Document:
╔══

Mais tout a un coût et un prix à payer ! Et c’est sur la dynamique des prix des produits pétroliers et de ceux alimentaires que s’est rompu l’équilibre interne égyptien, pointe avancée de la stabilité de la côte sud de la Méditerranée.
Commençons dans l’ordre. Cet équilibre était soutenu par une distribution de denrées alimentaires de base, taxées à bas prix, financée par les gains de la vente de la production pétrolière nationale. Les conflits ont commencé quand le gouvernement, à cause de la consistante réduction de la rente pétrolière, a menacé d’abord de supprimer, ensuite de réduire conséquemment les subsides alimentaires et notamment les subvention sur le prix du gaz et du pétrole raffiné.
Après les premières protestations, qui arrachèrent la promesse de la part des représentants publics d’une augmentation des retraites et des salaires de 15%, ce qui évidemment a entraîné des demandes analogues de la part du secteur privé, ceux qui connaissent la situation financière réelle de l’ Égypte se sont demandés où le régime allait trouver l’argent, alors que la situation ne le permet pas. Cette simple promesse avait pour but de calmer la rue pour gagner du temps. Combien de temps, quand 60% de la population vit avec quelques euros par jour et doit destiner 50% de son revenu à la dépense alimentaire ? Nul ne le savait. En 2010, les prix ont augmenté de 12,8% tandis que les salaires, dont l’augmentation est modulée selon les catégories, nettement moins. Alors que l’augmentation promise de 15% permettait seulement de récupérer la perte du pouvoir d’achat de l’année passée.
1974 est l’année de la première grande crise de surproduction du capitalisme mondial de cet après guerre, que l’on a faussement attribué à l’augmentation du prix du pétrole qui n’a été que le prélude de l’augmentation du prix des matières première en général. Toute crise de surproduction est à chaque fois précédé de l’augmentation du prix des matières premières. Cette augmentation clôt un cycle où la production capitaliste est arrivée à l’extrême limite des ses possibilités et où les capacités d’absorption du marché sont saturées. Une étude soigneuse de la British Petroleum révèle que la production de pétrole en Égypte a enregistré une constante et rapide augmentation depuis 1974 jusqu’en 1995, ensuite avec la classique allure "en cloche" elle a subi une diminution constante, et aujourd’hui sa production est égale à celle de 1983. Ce qui est impressionnant au contraire est l’allure de la consommation intérieure des produits pétroliers qui monte progressivement jusqu’à dépasser en 2010 la valeur de la production nationale. Le même graphique montre la courbe de l’exportation nette de pétrole qui après le maximum de 1995 atteint zéro en 2010. Ceci signifie que l’ Égypte en à peine 45 années est passée du rôle de pays exportateur à celui d’importateur de pétrole.
La situation du gaz naturel est analogue. Depuis 2008, l’Égypte n’a plus stipulé de contrats pour l’exportation de gaz, de façon à pouvoir subvenir à sa consommation intérieure.

╚══

Données fournies:
╔══

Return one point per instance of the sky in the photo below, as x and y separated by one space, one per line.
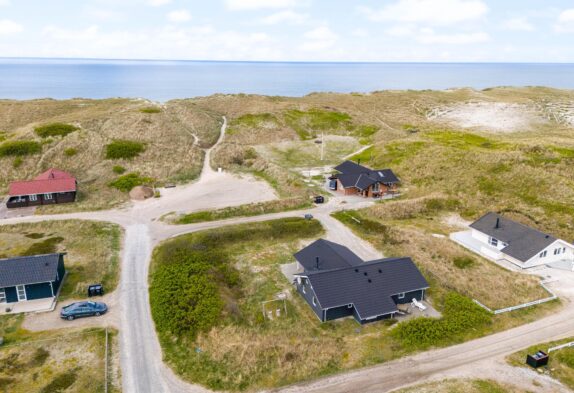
291 30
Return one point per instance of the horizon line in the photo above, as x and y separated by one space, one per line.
278 61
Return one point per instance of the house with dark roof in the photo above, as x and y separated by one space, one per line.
31 277
52 186
336 283
504 239
355 179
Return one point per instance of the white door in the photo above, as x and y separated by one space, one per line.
21 293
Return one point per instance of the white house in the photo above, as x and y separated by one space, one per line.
503 239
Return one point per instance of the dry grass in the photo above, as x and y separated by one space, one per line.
171 153
463 386
92 250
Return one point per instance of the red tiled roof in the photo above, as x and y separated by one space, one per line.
53 180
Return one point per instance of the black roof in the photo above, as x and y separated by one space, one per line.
368 286
523 242
28 270
331 256
355 175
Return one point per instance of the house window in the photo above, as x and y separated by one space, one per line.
21 290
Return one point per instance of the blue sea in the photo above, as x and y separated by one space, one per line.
164 80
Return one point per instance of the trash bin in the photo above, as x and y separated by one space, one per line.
539 359
95 290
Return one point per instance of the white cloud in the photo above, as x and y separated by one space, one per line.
179 16
261 4
565 23
158 3
9 27
432 12
518 24
285 17
318 39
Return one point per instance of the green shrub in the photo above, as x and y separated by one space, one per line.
17 163
70 152
55 129
19 148
151 110
460 314
126 182
118 169
124 149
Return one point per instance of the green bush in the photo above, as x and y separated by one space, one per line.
460 315
124 149
118 169
126 182
19 148
55 129
70 152
150 110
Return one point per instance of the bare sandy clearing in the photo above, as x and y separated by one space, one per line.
490 116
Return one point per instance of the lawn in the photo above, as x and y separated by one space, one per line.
92 250
56 361
216 335
560 365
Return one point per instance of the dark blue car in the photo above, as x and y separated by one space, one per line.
83 309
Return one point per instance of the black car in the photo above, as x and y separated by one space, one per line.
83 309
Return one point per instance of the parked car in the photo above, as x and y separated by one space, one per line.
83 309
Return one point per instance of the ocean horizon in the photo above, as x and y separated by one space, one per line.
164 80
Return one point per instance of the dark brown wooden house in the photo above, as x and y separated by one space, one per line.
52 186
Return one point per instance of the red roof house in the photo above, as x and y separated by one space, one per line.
52 186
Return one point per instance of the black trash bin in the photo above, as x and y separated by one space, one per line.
539 359
95 290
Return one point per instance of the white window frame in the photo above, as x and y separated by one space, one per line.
22 288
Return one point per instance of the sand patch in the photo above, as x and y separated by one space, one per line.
490 116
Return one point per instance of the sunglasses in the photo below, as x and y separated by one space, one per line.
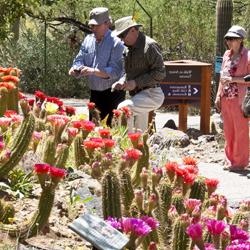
231 38
124 34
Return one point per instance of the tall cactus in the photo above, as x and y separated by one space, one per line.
20 144
127 191
224 14
111 197
48 181
180 239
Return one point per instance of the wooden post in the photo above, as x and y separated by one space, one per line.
183 108
205 99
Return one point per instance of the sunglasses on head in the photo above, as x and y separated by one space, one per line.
123 34
231 38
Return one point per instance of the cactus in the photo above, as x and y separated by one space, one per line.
111 202
12 100
49 150
127 191
180 239
62 156
40 218
7 211
178 202
198 189
20 144
224 14
142 162
165 195
79 151
238 216
3 100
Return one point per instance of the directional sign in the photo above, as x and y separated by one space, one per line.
180 91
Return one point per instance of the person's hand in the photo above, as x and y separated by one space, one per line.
226 80
87 71
217 104
130 85
73 72
117 86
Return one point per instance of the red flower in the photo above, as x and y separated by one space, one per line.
40 95
70 110
104 133
91 105
77 124
10 78
117 113
10 113
21 95
57 172
41 168
91 144
212 182
134 136
88 125
132 154
108 143
190 161
31 101
171 166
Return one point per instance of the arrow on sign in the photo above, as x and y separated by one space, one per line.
195 91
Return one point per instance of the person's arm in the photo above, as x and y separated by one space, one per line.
157 70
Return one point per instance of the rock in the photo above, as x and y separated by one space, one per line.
167 137
193 133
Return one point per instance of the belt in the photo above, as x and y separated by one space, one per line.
135 91
151 87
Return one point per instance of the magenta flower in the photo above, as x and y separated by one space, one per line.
150 221
115 223
239 245
195 231
215 227
135 226
238 234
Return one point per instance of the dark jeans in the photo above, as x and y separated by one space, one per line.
106 101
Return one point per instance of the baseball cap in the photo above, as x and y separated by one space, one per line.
98 16
236 31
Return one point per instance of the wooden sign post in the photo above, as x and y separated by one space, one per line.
188 83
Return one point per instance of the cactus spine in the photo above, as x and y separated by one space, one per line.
180 239
20 144
142 162
62 156
198 189
127 191
38 221
79 152
111 203
7 211
49 150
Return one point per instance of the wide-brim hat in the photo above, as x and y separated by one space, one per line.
98 16
123 24
236 31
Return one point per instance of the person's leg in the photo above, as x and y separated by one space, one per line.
144 102
236 134
140 105
106 101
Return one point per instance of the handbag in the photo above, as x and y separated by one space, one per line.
246 101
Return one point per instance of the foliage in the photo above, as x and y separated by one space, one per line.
184 29
20 182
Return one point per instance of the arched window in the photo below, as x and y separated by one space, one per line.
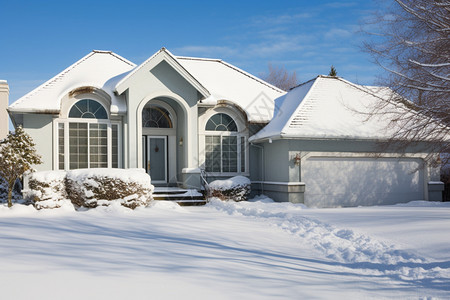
224 146
88 133
156 117
88 109
221 122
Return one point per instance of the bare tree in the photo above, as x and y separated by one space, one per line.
410 40
280 77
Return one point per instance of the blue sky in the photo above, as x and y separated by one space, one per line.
41 38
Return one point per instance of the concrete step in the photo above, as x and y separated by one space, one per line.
181 196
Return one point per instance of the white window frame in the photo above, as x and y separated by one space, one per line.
67 121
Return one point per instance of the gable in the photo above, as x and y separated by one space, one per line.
228 83
98 69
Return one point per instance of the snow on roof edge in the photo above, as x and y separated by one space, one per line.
234 68
163 49
68 69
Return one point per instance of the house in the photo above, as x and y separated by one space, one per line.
175 115
328 150
4 102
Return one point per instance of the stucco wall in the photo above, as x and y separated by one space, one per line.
162 81
4 119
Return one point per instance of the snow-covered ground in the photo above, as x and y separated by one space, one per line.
226 250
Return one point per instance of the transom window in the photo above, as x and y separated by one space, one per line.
224 147
88 139
156 117
88 109
221 122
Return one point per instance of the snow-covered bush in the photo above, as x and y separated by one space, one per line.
16 194
46 189
100 187
235 188
17 155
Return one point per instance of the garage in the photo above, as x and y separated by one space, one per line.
355 181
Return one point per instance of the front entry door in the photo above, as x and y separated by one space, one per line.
157 158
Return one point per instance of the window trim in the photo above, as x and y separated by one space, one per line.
66 120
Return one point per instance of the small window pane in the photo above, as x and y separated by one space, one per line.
88 109
243 146
156 117
115 146
61 146
221 122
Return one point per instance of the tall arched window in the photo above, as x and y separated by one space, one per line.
156 117
224 146
88 109
84 138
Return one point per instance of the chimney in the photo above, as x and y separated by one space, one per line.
4 102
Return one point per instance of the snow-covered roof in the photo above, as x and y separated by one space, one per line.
229 83
99 69
121 85
214 78
328 107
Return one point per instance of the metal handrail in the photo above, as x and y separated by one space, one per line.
205 183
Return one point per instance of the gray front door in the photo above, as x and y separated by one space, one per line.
157 158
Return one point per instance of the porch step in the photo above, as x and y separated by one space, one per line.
178 195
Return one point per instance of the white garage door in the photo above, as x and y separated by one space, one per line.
332 181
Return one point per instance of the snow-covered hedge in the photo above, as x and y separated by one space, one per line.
94 187
90 188
46 189
235 188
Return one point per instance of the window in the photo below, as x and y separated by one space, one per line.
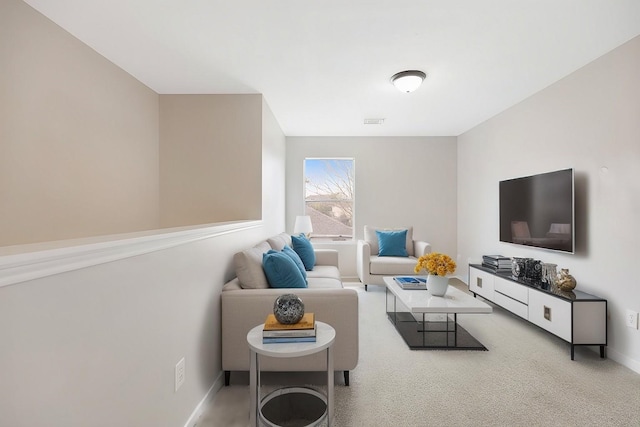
328 198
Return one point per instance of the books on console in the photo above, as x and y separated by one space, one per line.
411 282
496 262
276 332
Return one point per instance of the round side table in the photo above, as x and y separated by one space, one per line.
308 397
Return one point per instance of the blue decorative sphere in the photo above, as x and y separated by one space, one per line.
288 309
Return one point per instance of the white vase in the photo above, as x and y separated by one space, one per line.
437 285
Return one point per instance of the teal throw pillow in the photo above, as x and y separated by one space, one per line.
281 271
303 248
392 243
296 258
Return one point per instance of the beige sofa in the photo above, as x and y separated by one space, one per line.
372 268
247 300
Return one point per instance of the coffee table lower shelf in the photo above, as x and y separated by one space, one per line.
433 335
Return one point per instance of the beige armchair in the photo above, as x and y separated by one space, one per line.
372 268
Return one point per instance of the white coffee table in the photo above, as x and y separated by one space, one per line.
408 311
325 337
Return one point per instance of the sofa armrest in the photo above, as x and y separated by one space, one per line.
326 257
244 309
363 260
421 248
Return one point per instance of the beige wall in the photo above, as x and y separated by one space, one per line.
78 137
210 158
589 121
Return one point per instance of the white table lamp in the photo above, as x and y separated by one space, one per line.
303 225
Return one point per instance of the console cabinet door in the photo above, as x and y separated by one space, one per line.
550 313
481 283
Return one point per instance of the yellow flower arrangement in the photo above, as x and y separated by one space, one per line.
436 263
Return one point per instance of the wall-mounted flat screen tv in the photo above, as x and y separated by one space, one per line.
538 211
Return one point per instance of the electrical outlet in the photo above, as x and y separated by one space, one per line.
632 319
180 373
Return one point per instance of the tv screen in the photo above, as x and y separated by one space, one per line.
538 211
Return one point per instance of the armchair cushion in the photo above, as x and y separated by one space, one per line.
371 237
392 243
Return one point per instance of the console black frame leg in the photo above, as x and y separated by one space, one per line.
572 351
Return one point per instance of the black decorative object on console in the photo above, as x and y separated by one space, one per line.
533 270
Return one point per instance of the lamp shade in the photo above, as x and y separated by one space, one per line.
302 225
408 81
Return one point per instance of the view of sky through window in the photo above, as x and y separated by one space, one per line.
329 185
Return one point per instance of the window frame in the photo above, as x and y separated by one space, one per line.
329 238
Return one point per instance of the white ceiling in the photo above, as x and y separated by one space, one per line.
323 66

╚══

Exercice court A:
D'après le document sur l'Égypte, de quel pourcentage les prix ont-ils augmenté en 2010 ?
Exercice court B:
Reprenez le document sur l'Égypte à la suite de sa dernière phrase.
Les entrées n'ont aucun lien avec le document sur l'Égypte.

Résultat final A:
Les prix ont augmenté de 12,8 % en 2010.

Résultat final B:
En outre, l’absence d’exportation de la production pétrolière porte en soi une chute des entrées fiscales, d’autant que la consommation intérieure d’énergie (pétrole, gaz et électricité) est subventionnée par l’État, tout comme le sont les produits de première nécessité. En 2005 ces subventions représentaient environ 10% du PIB. Sur les 58 milliards livres égyptiennes consacrées aux subventions, 40 milliards l’étaient pour l’énergie.
A cela vient s’ajouter la crise économique mondiale qui s’est traduite par une chute des exportations de pétrole, par une réduction notable du commerce mondial, et par conséquent par une réduction du trafic maritime marchand, ce qui entraîna à son tour une chute des taxes en provenance du Canal de Suez. Pour les principaux pays industrialisés la chute des exportations pour l’année 2009, au plus fort de la crise a varié de -20% à -30% suivant les pays. En Égypte sur la même année les exportations totales ont chuté de 12%. A cela il faut ajouter une perte de devises avec la diminution du tourisme due à la crise.
Selon un rapport informatif de la CIA, suivant les dernières données disponibles pour 2009, avec des recettes fiscales de 47 milliards de dollars, le montant des dépenses de l’État égyptien s’éleva à 64 milliards. Le rapport estime le déficit budgétaire pour 2010 à 8,1% du PIB.
La manœuvre du gouvernement pour réduire les subventions sur l’alimentation et l’énergie et la prise de toute une série de mesures pour augmenter les impôts est alors devenue inéluctable. Mais tout aussi inéluctable la révolte populaire, si l’on sait que la majorité de la population consacre 40 à 60% de ses revenus à l’alimentation, que 20% vivent en dessous du seuil de pauvreté et que 20 autres pour cent sont juste au dessus de ce seuil. Sans oublier qu’un jeune sur trois se trouve au chômage. L’écart de revenu entre classes riches et pauvres, qui est propre à toute société de classe et en particulier au capitalisme, s’amplifie en périodes de crise. La colère contre la corruption de tout l’appareil du régime et la volonté de se débarrasser de ses principaux représentants, s’explique alors. Ce n’est pas encore la revendication communiste d’abolition des classes et avec elle de la propriété, mais c’est déjà un premier pas vers le rejet de conditions matérielles insupportables et le refus d’un régime de classe inique. Les conditions subjectives (présence d’un large réseau de syndicats de classe et d’un parti communiste qui encadre les masses à travers ce réseau) pour conduire le prolétariat à la prise du pouvoir ne sont pas encore présentes.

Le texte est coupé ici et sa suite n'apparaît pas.